:: TEXT BLOCK

The Court found that the employer bore the burden of proving
the existing of a binding agreement. “If
a genuine issue of material fact arises as to whether such an agreement exists,
the court ‘shall proceed summarily to the trial thereof.”’ While “[a]n electronic signature can show a
party’s assent,” such “signature is legally valid only when “made by the action
of the person the signature purports to represent”—which is itself a question
of fact.”
Here, the parties presented conflicting evidence on that point. Papa John’s pointed to an e-Form record of the arbitration agreement. That record has Bazemore’s name typed at the bottom with an electronic signature “By UserID: 467073”—which Greene says is Bazemore’s user ID. Yet Bazemore submitted a sworn declaration in which he repeatedly said that he never saw the arbitration agreement—even though, as Greene said, the e-Form would have required him to scroll through the entire agreement before signing it. We see no reason whatever that would prevent a reasonable factfinder from believing Bazemore’s testimony—which means that his testimony created a genuine issue of material fact.

::::

ACTIONS TO TAKE:
(a) In the court passage, what user ID appears in the electronic signature on the e-Form record?
(b) Reproduce word for word everything in the court passage from "Here, the parties" down to "of material fact.".
The items have no connection to the court passage.

:: DATA PROVIDED

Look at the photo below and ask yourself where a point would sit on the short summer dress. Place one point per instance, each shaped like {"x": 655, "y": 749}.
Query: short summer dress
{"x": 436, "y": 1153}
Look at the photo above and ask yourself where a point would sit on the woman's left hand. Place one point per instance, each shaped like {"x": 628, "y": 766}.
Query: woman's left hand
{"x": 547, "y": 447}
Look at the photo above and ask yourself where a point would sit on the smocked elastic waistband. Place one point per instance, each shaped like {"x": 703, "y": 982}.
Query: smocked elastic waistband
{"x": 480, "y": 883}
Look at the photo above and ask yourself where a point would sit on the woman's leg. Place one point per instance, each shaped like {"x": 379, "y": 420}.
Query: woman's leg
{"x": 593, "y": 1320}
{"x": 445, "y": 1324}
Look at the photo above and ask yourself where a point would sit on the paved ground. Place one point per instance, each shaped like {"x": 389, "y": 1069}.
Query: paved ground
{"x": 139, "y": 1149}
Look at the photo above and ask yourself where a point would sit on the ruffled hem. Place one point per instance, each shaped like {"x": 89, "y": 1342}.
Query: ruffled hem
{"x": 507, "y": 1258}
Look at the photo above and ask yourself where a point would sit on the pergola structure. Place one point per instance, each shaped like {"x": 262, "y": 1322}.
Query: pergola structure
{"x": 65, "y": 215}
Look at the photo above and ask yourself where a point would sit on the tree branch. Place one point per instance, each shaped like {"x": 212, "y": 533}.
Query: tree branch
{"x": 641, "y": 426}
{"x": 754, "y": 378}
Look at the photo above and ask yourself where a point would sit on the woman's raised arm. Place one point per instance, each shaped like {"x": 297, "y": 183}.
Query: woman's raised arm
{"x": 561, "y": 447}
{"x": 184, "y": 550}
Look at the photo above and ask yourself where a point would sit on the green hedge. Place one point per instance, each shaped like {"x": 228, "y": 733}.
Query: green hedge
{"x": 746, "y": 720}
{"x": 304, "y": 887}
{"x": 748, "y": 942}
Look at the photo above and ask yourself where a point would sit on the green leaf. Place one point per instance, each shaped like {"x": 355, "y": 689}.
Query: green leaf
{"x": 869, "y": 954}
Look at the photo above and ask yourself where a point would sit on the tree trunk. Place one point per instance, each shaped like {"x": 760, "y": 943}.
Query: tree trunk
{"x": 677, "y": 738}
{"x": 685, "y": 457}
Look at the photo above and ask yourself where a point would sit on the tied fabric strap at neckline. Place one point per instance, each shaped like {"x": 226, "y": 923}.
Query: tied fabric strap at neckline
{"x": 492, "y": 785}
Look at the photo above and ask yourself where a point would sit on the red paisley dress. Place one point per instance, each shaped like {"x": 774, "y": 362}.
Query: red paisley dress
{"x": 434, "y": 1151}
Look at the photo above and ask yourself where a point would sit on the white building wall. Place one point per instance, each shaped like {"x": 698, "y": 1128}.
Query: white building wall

::::

ANSWERS:
(a) 467073

(b)
Here, the parties presented conflicting evidence on that point. Papa John’s pointed to an e-Form record of the arbitration agreement. That record has Bazemore’s name typed at the bottom with an electronic signature “By UserID: 467073”—which Greene says is Bazemore’s user ID. Yet Bazemore submitted a sworn declaration in which he repeatedly said that he never saw the arbitration agreement—even though, as Greene said, the e-Form would have required him to scroll through the entire agreement before signing it. We see no reason whatever that would prevent a reasonable factfinder from believing Bazemore’s testimony—which means that his testimony created a genuine issue of material fact.